___ Text passage ___

Scott Morrison and Anthony Albanese are preparing for an election on cost of living pressures as petrol prices climb to record levels and the nation’s largest banks start pushing up their fixed mortgage rates.
ANZ on Friday joined the other major banks by increasing a range of its fixed lending rates that had become increasingly attractive to borrowers through the pandemic-fuelled property market surge that has pushed median house values in Sydney beyond $1.3 million and to $960,000 in Melbourne.
All major banks have lifted fixed mortgage rates in recent weeks, a sign of growing cost of living pressures.Credit:Glenn Hunt
Earlier this year, each of the major banks had two-year fixed mortgage rates below 2 per cent while five-year loans could be locked in for under 2.25 per cent.
Since the Reserve Bank held the official cash rate at 0.1 per cent on Melbourne Cup Day, all banks have started pushing up their fixed rates in response to higher global borrowing costs.
Record numbers of Australian home buyers have locked in interest rates during the pandemic. In October, 45 per cent of the $54 billion worth of new and refinanced mortgages were on fixed rates.
Among first time buyers, the proportion was 60 per cent.
It’s not just fixed mortgage rates under pressure, with some economists forecasting the Reserve Bank may lift the official cash rate before May. That would drive up variable mortgages before the next election.
Canstar finance expert Steve Mickenbecker said fixed rates were only going one way.
“The increase of the past few weeks means that the horse has bolted on the absolute sweet spot for fixed rates, but this week’s rate increases should nonetheless jolt some borrowers into action,” he said.
“Inflation is up in Australia and rocketing up in the US, meaning that there can be only one direction for interest rates, and that is up.”

___ Given records ___

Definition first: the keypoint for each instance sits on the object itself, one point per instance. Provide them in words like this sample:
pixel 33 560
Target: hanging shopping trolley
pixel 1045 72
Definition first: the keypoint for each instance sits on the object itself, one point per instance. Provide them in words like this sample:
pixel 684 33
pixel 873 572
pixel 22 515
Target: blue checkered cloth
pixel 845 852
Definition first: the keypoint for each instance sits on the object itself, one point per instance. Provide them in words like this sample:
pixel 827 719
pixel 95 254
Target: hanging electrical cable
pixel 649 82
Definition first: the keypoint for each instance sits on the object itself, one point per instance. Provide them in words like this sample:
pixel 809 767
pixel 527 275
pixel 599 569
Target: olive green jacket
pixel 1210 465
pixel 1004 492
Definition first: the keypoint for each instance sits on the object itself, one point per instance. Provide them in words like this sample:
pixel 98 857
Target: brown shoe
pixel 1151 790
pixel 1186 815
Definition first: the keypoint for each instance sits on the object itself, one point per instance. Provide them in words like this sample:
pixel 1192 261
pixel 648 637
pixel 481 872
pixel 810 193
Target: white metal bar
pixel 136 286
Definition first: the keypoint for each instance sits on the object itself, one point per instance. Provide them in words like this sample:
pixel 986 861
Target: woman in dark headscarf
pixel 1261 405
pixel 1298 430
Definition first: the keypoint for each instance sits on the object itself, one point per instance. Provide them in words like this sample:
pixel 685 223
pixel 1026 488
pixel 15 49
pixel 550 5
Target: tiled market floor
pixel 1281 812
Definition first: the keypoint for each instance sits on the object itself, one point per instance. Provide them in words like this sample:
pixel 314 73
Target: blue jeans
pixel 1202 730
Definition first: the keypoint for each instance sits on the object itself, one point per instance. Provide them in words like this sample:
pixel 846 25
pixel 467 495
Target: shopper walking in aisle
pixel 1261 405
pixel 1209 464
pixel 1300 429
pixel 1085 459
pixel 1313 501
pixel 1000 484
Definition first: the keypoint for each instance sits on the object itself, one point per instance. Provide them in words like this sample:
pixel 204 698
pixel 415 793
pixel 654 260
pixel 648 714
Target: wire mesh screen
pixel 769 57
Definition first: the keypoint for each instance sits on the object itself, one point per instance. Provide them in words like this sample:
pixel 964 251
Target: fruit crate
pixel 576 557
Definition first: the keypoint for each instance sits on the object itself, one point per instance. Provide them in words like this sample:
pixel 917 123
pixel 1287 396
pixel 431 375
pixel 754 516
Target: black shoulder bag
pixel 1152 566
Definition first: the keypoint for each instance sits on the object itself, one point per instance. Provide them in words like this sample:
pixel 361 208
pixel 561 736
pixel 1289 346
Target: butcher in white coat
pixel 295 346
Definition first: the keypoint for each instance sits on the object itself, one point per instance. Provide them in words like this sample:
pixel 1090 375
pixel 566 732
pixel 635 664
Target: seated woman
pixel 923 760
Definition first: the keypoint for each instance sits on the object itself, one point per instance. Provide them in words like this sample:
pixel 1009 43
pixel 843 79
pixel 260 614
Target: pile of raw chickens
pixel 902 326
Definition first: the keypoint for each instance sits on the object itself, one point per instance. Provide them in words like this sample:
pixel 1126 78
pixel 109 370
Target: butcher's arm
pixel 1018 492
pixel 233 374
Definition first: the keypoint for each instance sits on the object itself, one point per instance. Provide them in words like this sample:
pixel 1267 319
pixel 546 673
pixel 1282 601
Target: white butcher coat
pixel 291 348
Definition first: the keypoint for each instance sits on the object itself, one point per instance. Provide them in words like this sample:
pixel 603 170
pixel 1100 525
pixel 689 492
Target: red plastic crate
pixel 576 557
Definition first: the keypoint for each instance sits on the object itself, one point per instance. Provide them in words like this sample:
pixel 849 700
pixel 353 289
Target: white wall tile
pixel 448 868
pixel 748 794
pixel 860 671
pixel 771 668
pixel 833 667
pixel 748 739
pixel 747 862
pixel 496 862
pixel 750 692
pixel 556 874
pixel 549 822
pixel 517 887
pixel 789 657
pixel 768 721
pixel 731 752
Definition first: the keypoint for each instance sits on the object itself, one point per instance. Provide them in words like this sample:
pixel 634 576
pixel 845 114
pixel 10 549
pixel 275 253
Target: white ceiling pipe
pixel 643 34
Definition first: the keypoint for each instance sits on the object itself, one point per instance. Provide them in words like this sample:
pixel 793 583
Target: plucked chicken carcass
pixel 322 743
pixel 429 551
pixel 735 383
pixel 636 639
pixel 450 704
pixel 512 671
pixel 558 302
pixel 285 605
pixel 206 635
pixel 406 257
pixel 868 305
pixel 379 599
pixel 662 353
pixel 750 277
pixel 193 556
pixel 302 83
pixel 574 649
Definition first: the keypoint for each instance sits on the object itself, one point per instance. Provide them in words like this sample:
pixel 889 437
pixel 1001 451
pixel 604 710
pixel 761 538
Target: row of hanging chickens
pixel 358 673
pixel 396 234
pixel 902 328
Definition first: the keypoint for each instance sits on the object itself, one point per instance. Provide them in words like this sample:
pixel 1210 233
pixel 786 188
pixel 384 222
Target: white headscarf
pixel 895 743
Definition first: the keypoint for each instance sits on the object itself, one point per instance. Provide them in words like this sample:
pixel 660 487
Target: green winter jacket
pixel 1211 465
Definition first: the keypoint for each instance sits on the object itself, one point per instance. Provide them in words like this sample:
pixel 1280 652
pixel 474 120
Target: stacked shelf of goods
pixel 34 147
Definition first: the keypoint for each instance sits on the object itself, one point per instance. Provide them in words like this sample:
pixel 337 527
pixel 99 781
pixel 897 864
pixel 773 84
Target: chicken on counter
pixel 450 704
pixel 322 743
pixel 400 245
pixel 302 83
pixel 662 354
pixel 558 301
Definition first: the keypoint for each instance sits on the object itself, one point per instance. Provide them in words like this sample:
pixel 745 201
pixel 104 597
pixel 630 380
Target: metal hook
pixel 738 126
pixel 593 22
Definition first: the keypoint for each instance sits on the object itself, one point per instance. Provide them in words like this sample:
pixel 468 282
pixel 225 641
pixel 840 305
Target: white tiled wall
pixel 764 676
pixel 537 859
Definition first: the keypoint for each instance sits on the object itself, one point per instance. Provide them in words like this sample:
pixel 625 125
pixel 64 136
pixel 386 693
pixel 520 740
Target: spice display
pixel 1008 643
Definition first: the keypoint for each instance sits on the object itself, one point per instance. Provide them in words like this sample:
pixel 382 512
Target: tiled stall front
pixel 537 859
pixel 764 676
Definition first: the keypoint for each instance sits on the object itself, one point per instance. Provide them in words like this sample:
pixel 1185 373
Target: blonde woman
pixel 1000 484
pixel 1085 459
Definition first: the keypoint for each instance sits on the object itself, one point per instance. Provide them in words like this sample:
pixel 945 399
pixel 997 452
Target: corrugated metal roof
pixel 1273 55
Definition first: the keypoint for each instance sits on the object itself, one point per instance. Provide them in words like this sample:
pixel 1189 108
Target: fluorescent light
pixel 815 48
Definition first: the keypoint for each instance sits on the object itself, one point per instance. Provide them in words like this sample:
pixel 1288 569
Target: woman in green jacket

___

▸ Task statement: Copy out the passage of the mortgage rates article from "Since the Reserve" to "global borrowing costs.".

▸ Answer space:
Since the Reserve Bank held the official cash rate at 0.1 per cent on Melbourne Cup Day, all banks have started pushing up their fixed rates in response to higher global borrowing costs.